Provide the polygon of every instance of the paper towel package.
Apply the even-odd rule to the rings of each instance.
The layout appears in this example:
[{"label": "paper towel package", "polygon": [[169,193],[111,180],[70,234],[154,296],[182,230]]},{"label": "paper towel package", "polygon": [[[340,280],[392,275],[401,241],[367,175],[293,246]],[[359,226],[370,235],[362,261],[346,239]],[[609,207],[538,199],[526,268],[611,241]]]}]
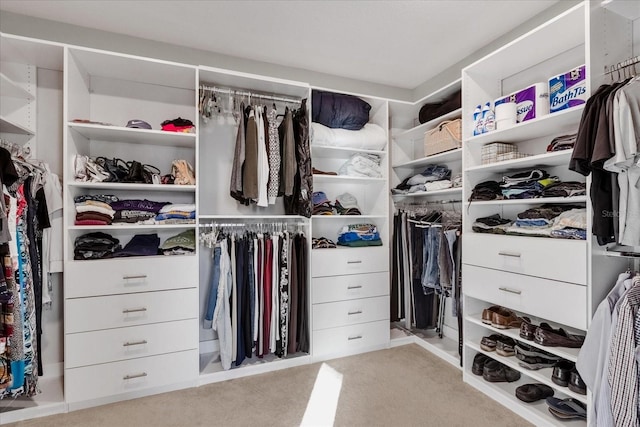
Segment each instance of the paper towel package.
[{"label": "paper towel package", "polygon": [[549,79],[549,104],[552,113],[587,102],[586,69],[582,65]]},{"label": "paper towel package", "polygon": [[549,114],[549,92],[546,83],[535,83],[527,88],[496,99],[495,105],[515,102],[518,123]]}]

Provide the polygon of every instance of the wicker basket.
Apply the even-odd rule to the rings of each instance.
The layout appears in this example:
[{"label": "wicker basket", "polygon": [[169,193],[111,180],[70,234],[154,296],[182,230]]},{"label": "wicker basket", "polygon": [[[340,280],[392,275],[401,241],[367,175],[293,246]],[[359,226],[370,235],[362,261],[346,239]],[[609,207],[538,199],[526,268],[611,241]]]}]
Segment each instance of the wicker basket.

--- --- ---

ASSIGNMENT
From the records, determine the number of lines holding the word "wicker", and state that number only.

RESULT OF THIS EXERCISE
3